>> START

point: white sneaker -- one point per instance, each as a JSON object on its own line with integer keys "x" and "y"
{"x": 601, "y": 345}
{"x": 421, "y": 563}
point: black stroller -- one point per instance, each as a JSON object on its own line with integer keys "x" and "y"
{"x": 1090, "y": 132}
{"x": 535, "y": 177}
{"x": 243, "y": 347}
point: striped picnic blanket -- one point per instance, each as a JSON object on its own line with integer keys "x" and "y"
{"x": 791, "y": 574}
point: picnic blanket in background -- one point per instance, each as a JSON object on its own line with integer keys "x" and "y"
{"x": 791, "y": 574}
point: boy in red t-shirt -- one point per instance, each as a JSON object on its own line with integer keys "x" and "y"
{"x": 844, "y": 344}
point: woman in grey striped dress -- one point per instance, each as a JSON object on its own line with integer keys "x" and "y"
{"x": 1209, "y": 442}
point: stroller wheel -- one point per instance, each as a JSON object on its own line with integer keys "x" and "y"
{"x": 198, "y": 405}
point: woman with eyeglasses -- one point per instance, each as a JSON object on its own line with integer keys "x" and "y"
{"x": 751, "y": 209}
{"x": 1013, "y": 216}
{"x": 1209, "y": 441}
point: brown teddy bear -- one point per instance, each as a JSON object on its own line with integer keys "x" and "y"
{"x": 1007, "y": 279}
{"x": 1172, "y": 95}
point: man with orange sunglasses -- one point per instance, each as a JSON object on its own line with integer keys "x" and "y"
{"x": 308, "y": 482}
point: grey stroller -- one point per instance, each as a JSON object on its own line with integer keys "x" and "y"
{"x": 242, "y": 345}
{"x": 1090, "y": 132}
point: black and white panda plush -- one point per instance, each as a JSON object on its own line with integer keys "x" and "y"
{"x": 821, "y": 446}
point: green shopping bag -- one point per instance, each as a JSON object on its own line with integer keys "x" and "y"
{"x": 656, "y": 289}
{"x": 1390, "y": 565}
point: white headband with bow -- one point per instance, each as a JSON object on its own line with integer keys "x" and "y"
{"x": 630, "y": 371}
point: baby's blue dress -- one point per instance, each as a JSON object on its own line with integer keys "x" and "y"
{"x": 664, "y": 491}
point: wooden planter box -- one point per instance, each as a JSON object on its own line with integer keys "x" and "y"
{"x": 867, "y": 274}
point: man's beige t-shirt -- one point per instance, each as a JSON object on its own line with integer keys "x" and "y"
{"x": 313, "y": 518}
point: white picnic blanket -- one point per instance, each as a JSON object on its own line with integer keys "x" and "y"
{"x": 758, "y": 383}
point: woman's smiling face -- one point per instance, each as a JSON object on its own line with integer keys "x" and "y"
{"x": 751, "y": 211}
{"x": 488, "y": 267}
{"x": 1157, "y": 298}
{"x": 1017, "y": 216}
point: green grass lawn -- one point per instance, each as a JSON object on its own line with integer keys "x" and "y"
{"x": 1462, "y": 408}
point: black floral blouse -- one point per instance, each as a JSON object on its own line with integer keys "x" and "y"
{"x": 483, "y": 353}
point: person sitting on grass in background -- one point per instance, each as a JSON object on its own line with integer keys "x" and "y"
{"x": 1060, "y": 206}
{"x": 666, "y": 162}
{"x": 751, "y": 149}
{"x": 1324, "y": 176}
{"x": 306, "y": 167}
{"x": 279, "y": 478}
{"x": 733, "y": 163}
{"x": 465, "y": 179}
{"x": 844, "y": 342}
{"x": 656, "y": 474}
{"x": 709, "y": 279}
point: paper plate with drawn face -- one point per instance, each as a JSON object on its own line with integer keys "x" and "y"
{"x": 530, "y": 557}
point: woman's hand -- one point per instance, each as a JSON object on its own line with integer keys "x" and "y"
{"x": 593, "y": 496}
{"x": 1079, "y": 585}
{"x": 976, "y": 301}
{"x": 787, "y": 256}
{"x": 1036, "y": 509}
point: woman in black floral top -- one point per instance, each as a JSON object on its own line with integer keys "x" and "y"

>> END

_TASK TO CARRY OUT_
Put the stretch of the records from the line containing "point: person sitting" through the end of the records into a numbered list, including both ends and leaving out any blank lines.

_TASK SOLUTION_
1. point: person sitting on grass in background -- one point per instance, each as a JSON object on its own line with integer keys "x" and "y"
2. {"x": 1060, "y": 206}
3. {"x": 666, "y": 162}
4. {"x": 751, "y": 149}
5. {"x": 1324, "y": 176}
6. {"x": 306, "y": 167}
7. {"x": 279, "y": 478}
8. {"x": 733, "y": 163}
9. {"x": 465, "y": 179}
10. {"x": 844, "y": 342}
11. {"x": 656, "y": 474}
12. {"x": 709, "y": 279}
13. point: paper plate with drawn face -- one point per instance, each as a JSON object on its own line with integer keys "x" and "y"
14. {"x": 530, "y": 557}
15. point: woman's hand -- one point per instance, each as a JSON object on its own line with integer keys "x" and "y"
16. {"x": 593, "y": 496}
17. {"x": 1079, "y": 585}
18. {"x": 976, "y": 301}
19. {"x": 787, "y": 256}
20. {"x": 1036, "y": 509}
21. point: woman in black floral top -- one point per instance, each as a JSON object on its own line with integer keys "x" and "y"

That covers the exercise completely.